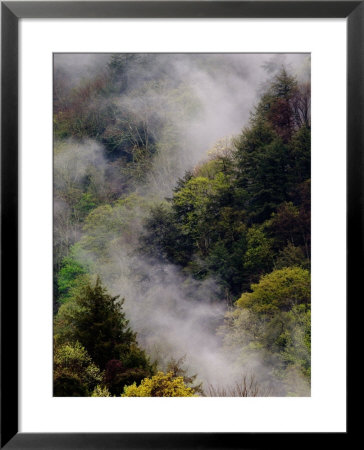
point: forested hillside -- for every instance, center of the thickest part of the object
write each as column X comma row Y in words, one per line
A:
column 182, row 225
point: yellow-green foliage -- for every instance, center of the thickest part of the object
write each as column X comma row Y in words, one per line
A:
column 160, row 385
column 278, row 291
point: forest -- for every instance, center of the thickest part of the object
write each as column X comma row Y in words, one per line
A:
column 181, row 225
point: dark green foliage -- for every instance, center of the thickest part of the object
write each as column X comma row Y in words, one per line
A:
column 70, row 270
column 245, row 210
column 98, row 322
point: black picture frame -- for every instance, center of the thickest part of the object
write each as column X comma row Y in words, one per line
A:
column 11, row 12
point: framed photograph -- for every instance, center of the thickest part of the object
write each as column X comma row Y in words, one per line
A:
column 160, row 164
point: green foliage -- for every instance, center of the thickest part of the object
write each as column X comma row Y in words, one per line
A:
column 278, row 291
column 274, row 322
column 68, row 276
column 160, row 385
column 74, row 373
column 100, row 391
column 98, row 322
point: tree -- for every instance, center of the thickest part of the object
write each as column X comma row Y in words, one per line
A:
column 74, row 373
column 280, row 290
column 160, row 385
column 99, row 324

--- --- ---

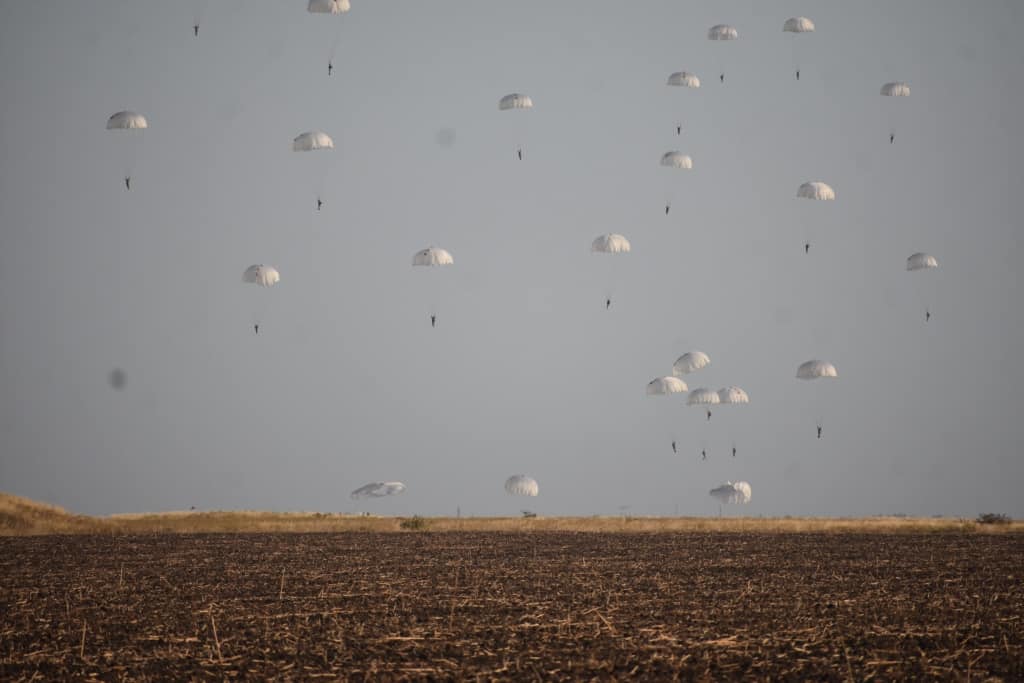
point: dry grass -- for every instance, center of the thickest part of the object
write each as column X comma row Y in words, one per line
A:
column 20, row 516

--- --- ---

What to produce. Look through the listing above and copy each line where the string "part" occurs.

Output for this task.
point: forested hillside -- for every instance, center of the thickest part of the object
point: yellow-green foliage -- for every instance, center of the thickest part of the object
point: forest -- for every instance, center of the thickest part of the object
point: dark green foliage -- for every instance, center of the thickest part of the object
point: black picture frame -- for every instance, center of the thickest part of the object
point: framed photograph -- for every instance, center of the thickest part of the object
point: green foliage -- for every instance, center of the thickest part of the object
point: tree -- for every instance, center of the thickest part of the object
point: dry grass -- for every instance, center of the thickest part of the object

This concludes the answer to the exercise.